====== Dataset extract ======
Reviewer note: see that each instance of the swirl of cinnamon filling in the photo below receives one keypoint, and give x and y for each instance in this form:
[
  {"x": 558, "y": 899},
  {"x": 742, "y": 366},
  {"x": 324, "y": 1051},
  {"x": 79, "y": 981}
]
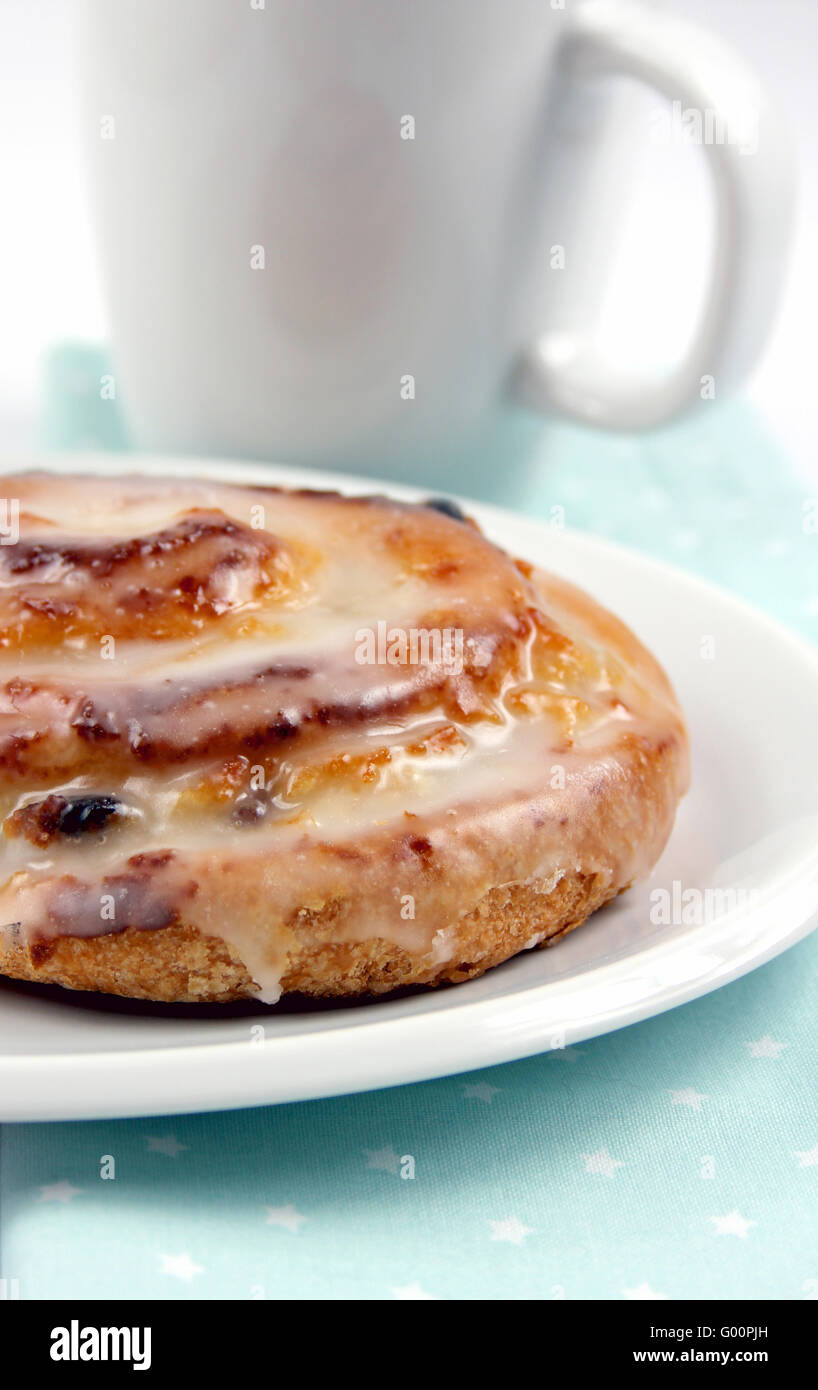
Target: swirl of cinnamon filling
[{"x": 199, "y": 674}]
======
====== Dataset extract ======
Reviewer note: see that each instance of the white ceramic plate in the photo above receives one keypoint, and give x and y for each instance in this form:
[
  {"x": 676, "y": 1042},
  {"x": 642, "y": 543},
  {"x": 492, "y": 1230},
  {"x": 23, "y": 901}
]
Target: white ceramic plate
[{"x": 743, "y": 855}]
======
====== Dataset extract ======
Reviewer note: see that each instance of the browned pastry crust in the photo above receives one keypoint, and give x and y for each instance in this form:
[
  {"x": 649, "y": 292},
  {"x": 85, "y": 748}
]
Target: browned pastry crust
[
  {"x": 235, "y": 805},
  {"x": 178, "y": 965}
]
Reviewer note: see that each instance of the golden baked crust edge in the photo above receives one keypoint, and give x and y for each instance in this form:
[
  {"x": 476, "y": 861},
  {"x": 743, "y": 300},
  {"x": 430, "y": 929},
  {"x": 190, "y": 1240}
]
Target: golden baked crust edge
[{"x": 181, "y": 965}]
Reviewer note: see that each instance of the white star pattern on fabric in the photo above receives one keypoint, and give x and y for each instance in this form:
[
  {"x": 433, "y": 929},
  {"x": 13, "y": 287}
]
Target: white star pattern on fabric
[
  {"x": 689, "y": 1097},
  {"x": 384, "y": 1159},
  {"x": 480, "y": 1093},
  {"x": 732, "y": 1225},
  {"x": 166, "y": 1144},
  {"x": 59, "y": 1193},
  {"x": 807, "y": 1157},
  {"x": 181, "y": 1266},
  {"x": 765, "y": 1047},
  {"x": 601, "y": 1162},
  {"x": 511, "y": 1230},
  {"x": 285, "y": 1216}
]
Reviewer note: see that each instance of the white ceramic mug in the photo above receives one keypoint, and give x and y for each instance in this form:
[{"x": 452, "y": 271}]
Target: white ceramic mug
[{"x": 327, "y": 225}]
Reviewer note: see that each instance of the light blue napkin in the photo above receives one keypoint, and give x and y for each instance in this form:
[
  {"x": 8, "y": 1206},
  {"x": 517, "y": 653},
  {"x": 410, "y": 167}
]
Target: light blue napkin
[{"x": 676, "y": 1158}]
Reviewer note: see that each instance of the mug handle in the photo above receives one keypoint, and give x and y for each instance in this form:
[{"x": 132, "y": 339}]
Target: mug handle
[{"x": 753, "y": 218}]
======
## [Problem statement]
Pick out every line of the data above that contains the word "handle", matching case exactly.

## [Reply to the task]
Reviewer note: see that each instance of the mug handle in the photo above receives one keypoint, and give x and y for each instance in this form:
Target: mug handle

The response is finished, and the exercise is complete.